Aim of the task: Write out the records beneath this line exactly as they appear, minus any images.

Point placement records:
● ● ●
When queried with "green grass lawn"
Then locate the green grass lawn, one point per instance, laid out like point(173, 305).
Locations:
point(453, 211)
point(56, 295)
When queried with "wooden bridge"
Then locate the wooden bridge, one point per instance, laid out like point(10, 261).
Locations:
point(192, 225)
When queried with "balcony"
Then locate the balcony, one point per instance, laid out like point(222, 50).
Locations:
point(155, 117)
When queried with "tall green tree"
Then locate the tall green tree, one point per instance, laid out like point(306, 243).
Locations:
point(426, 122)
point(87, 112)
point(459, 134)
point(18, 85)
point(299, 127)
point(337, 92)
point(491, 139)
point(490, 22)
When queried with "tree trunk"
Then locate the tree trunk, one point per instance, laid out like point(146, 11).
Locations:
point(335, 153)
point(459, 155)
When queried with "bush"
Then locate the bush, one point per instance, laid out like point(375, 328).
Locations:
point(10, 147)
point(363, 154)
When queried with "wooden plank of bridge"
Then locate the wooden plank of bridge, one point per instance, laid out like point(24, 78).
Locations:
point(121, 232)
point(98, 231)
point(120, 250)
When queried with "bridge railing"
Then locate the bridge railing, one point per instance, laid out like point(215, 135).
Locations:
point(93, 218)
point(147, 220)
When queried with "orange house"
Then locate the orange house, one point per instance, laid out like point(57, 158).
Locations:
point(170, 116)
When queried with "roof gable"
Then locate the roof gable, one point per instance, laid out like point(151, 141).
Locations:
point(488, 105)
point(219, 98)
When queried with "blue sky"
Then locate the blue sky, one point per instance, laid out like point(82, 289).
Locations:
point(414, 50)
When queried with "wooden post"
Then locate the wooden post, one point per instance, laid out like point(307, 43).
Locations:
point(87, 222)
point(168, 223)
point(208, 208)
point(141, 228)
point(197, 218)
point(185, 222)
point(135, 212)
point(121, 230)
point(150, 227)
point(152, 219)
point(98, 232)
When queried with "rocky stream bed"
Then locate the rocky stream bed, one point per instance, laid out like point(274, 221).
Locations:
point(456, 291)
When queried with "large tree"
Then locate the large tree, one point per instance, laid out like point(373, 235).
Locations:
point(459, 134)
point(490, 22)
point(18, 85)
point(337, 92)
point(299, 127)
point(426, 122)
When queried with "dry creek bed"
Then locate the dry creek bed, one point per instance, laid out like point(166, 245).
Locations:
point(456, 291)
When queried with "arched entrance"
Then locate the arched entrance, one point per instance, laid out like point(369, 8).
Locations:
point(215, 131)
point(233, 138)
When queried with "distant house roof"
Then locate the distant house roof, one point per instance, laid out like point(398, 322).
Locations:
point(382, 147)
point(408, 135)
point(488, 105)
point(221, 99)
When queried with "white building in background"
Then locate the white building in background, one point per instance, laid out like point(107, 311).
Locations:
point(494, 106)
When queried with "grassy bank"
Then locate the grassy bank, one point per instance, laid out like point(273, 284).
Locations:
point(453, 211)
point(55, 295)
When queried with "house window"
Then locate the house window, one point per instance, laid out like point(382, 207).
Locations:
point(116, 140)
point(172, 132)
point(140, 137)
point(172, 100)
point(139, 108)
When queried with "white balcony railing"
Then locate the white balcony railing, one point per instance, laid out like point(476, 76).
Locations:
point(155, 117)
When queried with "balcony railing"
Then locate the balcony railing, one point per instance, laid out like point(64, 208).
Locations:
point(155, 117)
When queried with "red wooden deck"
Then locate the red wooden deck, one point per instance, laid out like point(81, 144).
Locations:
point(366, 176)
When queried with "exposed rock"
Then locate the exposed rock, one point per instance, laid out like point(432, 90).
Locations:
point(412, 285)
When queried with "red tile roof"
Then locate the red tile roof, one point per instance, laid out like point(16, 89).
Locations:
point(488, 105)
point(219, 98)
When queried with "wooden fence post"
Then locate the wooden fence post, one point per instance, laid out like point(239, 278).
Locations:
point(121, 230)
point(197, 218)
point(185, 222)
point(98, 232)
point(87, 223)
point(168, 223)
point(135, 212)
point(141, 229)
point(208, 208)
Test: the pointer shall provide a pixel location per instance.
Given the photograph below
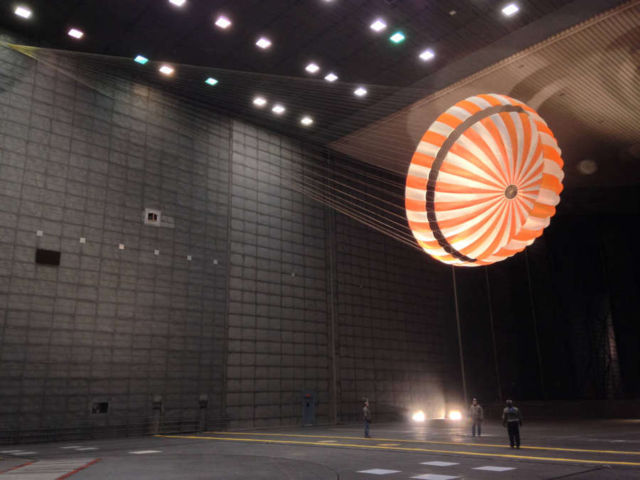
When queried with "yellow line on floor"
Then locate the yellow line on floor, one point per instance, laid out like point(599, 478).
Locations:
point(430, 442)
point(404, 449)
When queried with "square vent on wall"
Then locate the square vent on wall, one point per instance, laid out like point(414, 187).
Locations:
point(152, 216)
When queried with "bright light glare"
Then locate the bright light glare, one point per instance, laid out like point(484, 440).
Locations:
point(75, 33)
point(259, 101)
point(263, 43)
point(427, 55)
point(418, 416)
point(312, 68)
point(23, 12)
point(166, 70)
point(455, 415)
point(510, 9)
point(360, 91)
point(223, 22)
point(378, 25)
point(331, 77)
point(397, 37)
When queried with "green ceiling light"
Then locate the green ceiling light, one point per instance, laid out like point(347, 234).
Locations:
point(397, 37)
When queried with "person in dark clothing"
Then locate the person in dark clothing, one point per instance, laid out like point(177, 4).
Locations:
point(512, 419)
point(476, 415)
point(366, 414)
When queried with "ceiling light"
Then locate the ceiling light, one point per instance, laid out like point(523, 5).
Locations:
point(75, 33)
point(427, 55)
point(223, 22)
point(510, 9)
point(397, 37)
point(259, 101)
point(166, 70)
point(360, 91)
point(331, 77)
point(263, 43)
point(378, 25)
point(23, 12)
point(312, 68)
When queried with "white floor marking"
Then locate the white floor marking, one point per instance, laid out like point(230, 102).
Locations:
point(379, 471)
point(433, 476)
point(494, 469)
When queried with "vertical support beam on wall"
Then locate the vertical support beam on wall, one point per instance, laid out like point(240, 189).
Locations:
point(227, 272)
point(493, 334)
point(330, 235)
point(535, 325)
point(455, 298)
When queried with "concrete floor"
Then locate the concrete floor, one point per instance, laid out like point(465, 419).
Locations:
point(588, 450)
● ● ●
Output:
When queried with "green grass lawn"
Then locate the green grass lawn, one point per instance, laid out like point(173, 305).
Locations:
point(453, 211)
point(56, 295)
When queried with "wooden bridge"
Then locate the wooden bridge, one point per instance, laid out like point(10, 261).
Locations:
point(192, 225)
When queried with "balcony"
Then locate the balcony, one point per instance, laid out like point(222, 50).
Locations:
point(155, 117)
When queried with "tall green tree"
Then locate the tall green tree, one point per instance, laid out like point(306, 243).
Locations:
point(426, 122)
point(87, 112)
point(459, 134)
point(18, 85)
point(299, 127)
point(337, 92)
point(491, 139)
point(490, 22)
When queried with "tree trunk"
Then locate the tree trunk, one point per instance, laid out like point(146, 11).
Locations:
point(335, 153)
point(459, 155)
When queried with "bush"
Then locate the bush, one point per instance, laid out like point(375, 328).
Locations:
point(10, 147)
point(363, 154)
When queried with "wooden plank of bridge"
Then locate the wooden plank of bridge, one point per instance, laid out like point(24, 78).
Locations:
point(121, 232)
point(98, 231)
point(120, 250)
When queried with "bridge railing"
Then locate the bridge railing, one point per instance, laid out like point(215, 135).
Locations:
point(93, 218)
point(147, 220)
When queried with "orange house"
Then locate the orange house, one point per instance, laid out like point(57, 158).
Locations:
point(170, 116)
When queried with "roof gable"
Then locate the roof gable, one point per instance, laid out like point(151, 141).
Locations:
point(488, 105)
point(219, 98)
When queried with "blue sky"
Then locate the blue sky, one point per instance, laid out like point(82, 289).
Locations:
point(414, 50)
When queried with "wooden post"
Then locate the wooden post, one point per instance, laid out like point(307, 43).
Locations:
point(87, 222)
point(168, 223)
point(208, 208)
point(141, 228)
point(197, 218)
point(185, 222)
point(135, 212)
point(121, 230)
point(150, 227)
point(152, 219)
point(98, 232)
When queried with "rocky stream bed"
Then locate the rocky stream bed, one point per instance, laid out like point(274, 221).
Locations:
point(456, 291)
When queried with "large tree"
Then locate the large tree, one point per instance, laid out like point(373, 235).
Locations:
point(459, 134)
point(490, 22)
point(18, 85)
point(337, 92)
point(299, 127)
point(426, 122)
When queried with "dry creek bed"
Then locate the dry creek bed, one point per instance, laid out like point(166, 245).
Locations:
point(456, 291)
When queried with "arched entrance"
Then locate the arched entrance, one point per instance, laid out like point(369, 8).
Locations:
point(215, 131)
point(233, 138)
When queried with "distant house roof"
Then locate the distant house roof, one point per instance, laid out like point(398, 322).
Locations:
point(382, 147)
point(408, 135)
point(488, 105)
point(221, 99)
When queried with "white building in background"
Then locate the white building in background, one point per instance, laid out like point(107, 311).
Locations:
point(494, 106)
When queried with "grassy bank"
Then locate the grassy bank, one point per instance, laid out like point(273, 284).
Locations:
point(453, 211)
point(55, 295)
When queried with "house window"
Then locate the house window, one point per instance, laid out like point(382, 207).
Locations:
point(116, 140)
point(172, 132)
point(140, 137)
point(172, 100)
point(139, 108)
When queried with "white balcony railing"
Then locate the white balcony railing, one point per instance, laid out like point(476, 76).
Locations:
point(155, 117)
When queried with "balcony railing"
Then locate the balcony railing, one point per instance, laid out like point(64, 208).
Locations:
point(155, 117)
When queried with "red wooden deck"
Then locate the red wooden deck, one point per instance, laid out like point(81, 144).
Locations:
point(366, 176)
When queried with "exposed rock"
Then locate the exposed rock, one point per instance, laid out like point(432, 90).
Locations:
point(412, 285)
When queried with "red tile roof"
Then locate the red tile roof, one point per instance, laid out like point(16, 89).
Locations:
point(488, 105)
point(219, 98)
When queried with "wooden fence post"
Then locate the wooden fence post, one point per instance, laid out like point(239, 278).
Locations:
point(121, 230)
point(197, 218)
point(185, 222)
point(98, 232)
point(87, 223)
point(168, 223)
point(135, 212)
point(141, 229)
point(208, 208)
Test: the pointer shall provide a pixel location per instance.
Given the photograph below
When queried with "yellow line on floor"
Then locate the yellow line on floor, one point per instance, laid out like point(599, 478).
Locations:
point(430, 442)
point(404, 449)
When queried with "square vent on wall"
Then locate the square vent on wall, one point per instance, laid out like point(414, 187).
Locations:
point(152, 216)
When queried with "bright light glare"
Then locate the bright light glare, one point per instance, laid out like point(484, 440).
Locations:
point(75, 33)
point(259, 101)
point(263, 43)
point(427, 55)
point(418, 416)
point(312, 68)
point(23, 12)
point(166, 70)
point(455, 415)
point(510, 9)
point(360, 91)
point(223, 22)
point(378, 25)
point(331, 77)
point(397, 37)
When queried with "green ceiling light"
Then locate the green ceiling light, one point per instance, laid out like point(347, 234).
Locations:
point(397, 37)
When queried with "person in dark clothing"
Then locate the person in dark clothing, one point per instance, laid out like point(177, 4).
Locations:
point(512, 419)
point(476, 415)
point(366, 414)
When queried with "ceiling light"
Then locate the ceiling light, one point per instance, laid out like point(523, 5).
Locations:
point(75, 33)
point(427, 55)
point(223, 22)
point(510, 9)
point(397, 37)
point(259, 101)
point(166, 70)
point(360, 91)
point(331, 77)
point(263, 43)
point(378, 25)
point(23, 12)
point(312, 68)
When queried with "white floor marking"
Then locate the white floor marking, one point per instance, laid out like point(230, 102).
Locations:
point(379, 471)
point(433, 476)
point(494, 469)
When queried with "vertical support beam on wall"
Then locate the vertical support beam on wall, one point per instance, laid out like point(240, 189).
Locations:
point(227, 272)
point(493, 334)
point(330, 235)
point(535, 325)
point(455, 298)
When queried with "concrete floor"
Then locate the concrete floor, one point per instance, laid out like point(465, 419).
Locations:
point(588, 450)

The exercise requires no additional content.